Reading text –
That's really weird... The chapter headers are created with a 'height="5em"' attribute, which in Mobipocket speak should produce a top margin of only 5 or so lines (Mobi seems to be quite fuzzy on what an "em" means). Is this happening on the Cybook etc too?

The last scan is from OpenInkPot (FBReader based), it does not honor the CSS for a chapter start, and the text starts with all caps.

Eee -- that bad? There actually isn't any CSS in the mobibook -- just Mobipocket-extended HTML 3.2. If FBReader isn't providing formatting for this then it isn't providing formatting for any HTML content. Nothing at all I can really do there.

llasram
01-06-2009, 10:15 PM
How do I create a correct UTF-8 encoded book? Is -unicode to mobigen enough?

That's what I've been doing, yah. Although you are correct that it seems to be quite, quite rare. I don't have all that many Mobipocket books, but of the ones I do have only one is built that way (one of the most recent Tor freebies).

nrapallo
01-06-2009, 11:18 PM
Actually, I take it back. The Mobiperl 'mobi2html' errors with the Mobipocket book I've generated appear to be errors with Mobiperl's handling of UTF-8 encoded books. With UTF-8 encoding, each text record is followed by 0 or more "overlapping" bytes finishing the current multibyte character, plus an 8-bit integer count of the overlapping bytes as an additional byte. These additional bytes are not counted as part of the content length for the purposes of computing the "filepos" of link targets.

Source material –
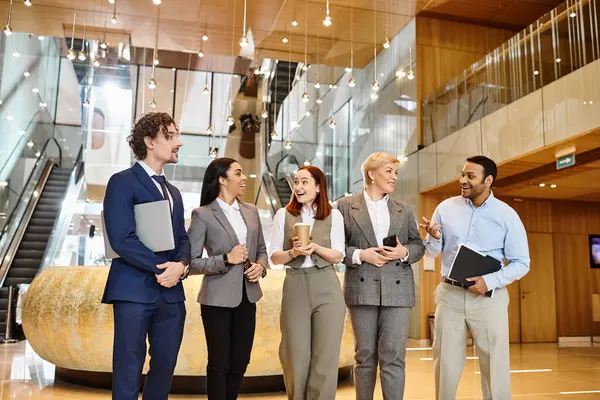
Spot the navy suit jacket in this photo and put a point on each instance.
(132, 277)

Set problem A –
Answer these from the Mobipocket thread, one per line:
(i) What attribute are the chapter headers created with?
(ii) What is OpenInkPot based on?
(iii) With UTF-8 encoding, what follows each text record?
Set problem B –
Reproduce the Mobipocket thread word for word from "That's what I've" to "recent Tor freebies).".

Complete answer A –
(i) A 'height="5em"' attribute.
(ii) FBReader.
(iii) Zero or more "overlapping" bytes finishing the current multibyte character, plus an 8-bit integer count of the overlapping bytes as an additional byte.

Complete answer B –
That's what I've been doing, yah. Although you are correct that it seems to be quite, quite rare. I don't have all that many Mobipocket books, but of the ones I do have only one is built that way (one of the most recent Tor freebies).